=== Görev 1 ===
Tükenmişlik sendromu yazısında "Tükenmişlik sendromu birçok" ile başlayıp "tedavisinin 'inanç' olduğunu belirtiyor." ile biten kısmı hiç değiştirmeden kopyalayın.
=== Görev 2 ===
Tükenmişlik sendromu yazısına göre Dr. Atilla Yazıcıoğlu hangi hastanenin başhekimi?
=== Görev 3 ===
Tükenmişlik sendromu yazısını son cümlesinden sonra sürdürün.

Tükenmişlik sendromu birçok kişinin adını bile duymadığı bir rahatsızlık. Günümüzün ciddi bir problemi olan bu sendrom, özellikle üretken, başarılı ve gayretli bireylerin strese bağlı sıkıntılarını aşmaya çalıştıkları sırada enerjilerini tüketmeleriyle başlıyor. Uzmanlar, bu rahatsızlığın en büyük tedavisinin 'inanç' olduğunu belirtiyor.
Diyarbakır Çocuk Hastalıkları Hastanesi Başhekimi Dr. Atilla Yazıcıoğlu, tükenmişlik sendromunun genellikle 'yaptıkları işte heyecanın gittikçe azalması, tatminsizlik, hizmet vermeleri gereken kişilere karşı olumsuz davranışların başlamasıyla kendini gösteren bir sürecin son basamağı' olarak tanımlanabileceğini söyledi. Yazıcıoğlu, “İşe gitmek istemiyorsanız, kendinizi işinizi yapmada oldukça isteksiz, ruhen ve bedenen bitkin ve tükenmiş hissediyorsanız; Burnout Sendromu (Mesleki tükenmişlik) açısından kendinizi bir öz değerlendirmeden geçirmeniz uygun olacaktır. Ancak bu hususta asla paniğe ve umutsuzluğa kapılmayın. Çok kolay ve pratik bazı uygulamalarla rahatlıkla bu kabustan kurtulabileceğinizi de unutmayın.” dedi.
Bu sendromdan korunmanın en güzel ve en etkili yolunun Allah inancı ve bu inancın birer yansımaları olan kulluk bilinci, tevekkül, sabır ve merhamet olduğu gerçeğinin bilinmesi gerektiğini anlatan Yazıcıoğlu, “Yapılan birçok psiko-sosyololojik ciddi araştırma ve çalışmalarda, bu sonuca varılmıştır. İnancı sağlam ve kalbinde Allah sevgisi olan kimselerin, bu gönül olgunluğuyla, ‘tükenmişlikten’ korundukları ve o badireye düşmedikleri, üst düzey bilimsel çalışmalarla ispat edilmiştir.” diye konuştu.
Tükenmişliğin duygusal, duyarsızlaşma ve başarı duygusunda azalma şeklinde bileşenlerinin olduğunu anlatan Yazıcıoğlu, şunları dile getirdi: “Duygusal tükenmişliğin yaşam enerjisinin azalması ve bireyin duygusal kaynaklarının tükendiği hissine kapılmasıyla kendini belli ederken duyarsızlaşma, bireyin hizmet verdiği insanları sıradan bir nesne gibi görmeye başlaması ve bu şekilde davranması şeklinde belirginleşir. Başarı duygusunda azalma ise iş gereği kurulan kişisel ilişki ve diyaloglarda, paylaşımlarda, yeterlilik ve başarı duygusunda azalma ile kendini gösterir.”

=== Verilen kayıtlar ===
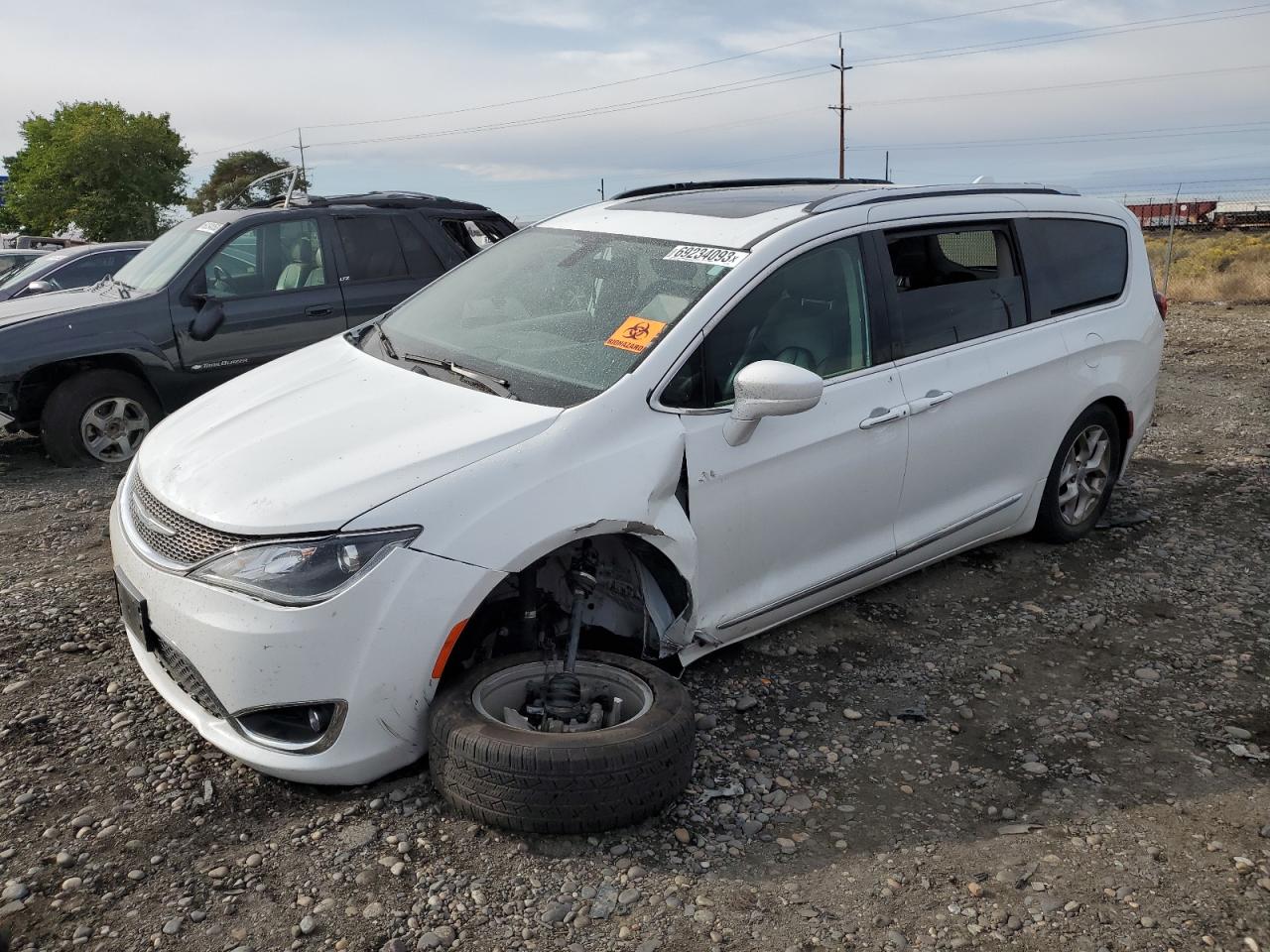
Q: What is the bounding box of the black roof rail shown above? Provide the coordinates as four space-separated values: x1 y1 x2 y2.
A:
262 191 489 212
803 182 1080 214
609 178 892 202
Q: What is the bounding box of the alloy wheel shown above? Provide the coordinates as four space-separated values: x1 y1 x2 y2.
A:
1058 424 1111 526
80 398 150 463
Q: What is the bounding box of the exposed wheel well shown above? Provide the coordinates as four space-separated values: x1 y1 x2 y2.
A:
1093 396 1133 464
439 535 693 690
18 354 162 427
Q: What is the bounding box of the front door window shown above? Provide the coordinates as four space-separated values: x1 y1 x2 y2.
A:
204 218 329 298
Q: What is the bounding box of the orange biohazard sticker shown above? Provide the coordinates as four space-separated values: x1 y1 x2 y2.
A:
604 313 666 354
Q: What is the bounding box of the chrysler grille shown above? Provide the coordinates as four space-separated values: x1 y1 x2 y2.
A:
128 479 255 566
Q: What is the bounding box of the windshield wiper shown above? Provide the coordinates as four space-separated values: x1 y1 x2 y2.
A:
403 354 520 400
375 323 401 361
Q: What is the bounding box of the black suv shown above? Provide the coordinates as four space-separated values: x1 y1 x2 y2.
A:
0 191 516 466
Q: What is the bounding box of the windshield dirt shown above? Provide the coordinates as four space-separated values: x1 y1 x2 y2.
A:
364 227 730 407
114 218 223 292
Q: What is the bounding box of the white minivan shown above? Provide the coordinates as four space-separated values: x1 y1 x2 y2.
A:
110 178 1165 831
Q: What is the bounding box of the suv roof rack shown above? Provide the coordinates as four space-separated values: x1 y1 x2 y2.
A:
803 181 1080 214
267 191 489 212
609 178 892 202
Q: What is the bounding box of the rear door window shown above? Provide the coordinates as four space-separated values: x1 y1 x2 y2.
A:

=== Cevap 1 ===
Tükenmişlik sendromu birçok kişinin adını bile duymadığı bir rahatsızlık. Günümüzün ciddi bir problemi olan bu sendrom, özellikle üretken, başarılı ve gayretli bireylerin strese bağlı sıkıntılarını aşmaya çalıştıkları sırada enerjilerini tüketmeleriyle başlıyor. Uzmanlar, bu rahatsızlığın en büyük tedavisinin 'inanç' olduğunu belirtiyor.

=== Cevap 2 ===
Diyarbakır Çocuk Hastalıkları Hastanesi'nin başhekimi.

=== Cevap 3 ===
TÜKENMİŞLİK EN ÇOK DOKTOR, GAZETECİ VE POLİSLERDE GÖRÜLÜYOR
Tükenmişlik sendromunun uzaklara kaçmak isteyen, ‘artık çalışma azmi ve enerjisini kaybettiğinden, işe devam etmek istemediğinden’ yakınan pek çok kişide görüldüğünü anlatan Yazıcıoğlu şöyle devam etti: “En çok hekimler, hemşireler, sosyal hizmet uzmanları, klinik psikologlar, psikoterapistler, fizyoterapistler, öğretmenler, polisler, avukatlar, yargıçlar ve gazeteciler gibi meslek gruplarında daha çok görülüyor. Bu kişilerin çalıştıkları ortamdaki stresin yanı sıra aile yaşamı, iş ve arkadaşlık ilişkilerindeki düzensizlik, bu sendroma zemin hazırlayan etmenlerin başında gelmektedir."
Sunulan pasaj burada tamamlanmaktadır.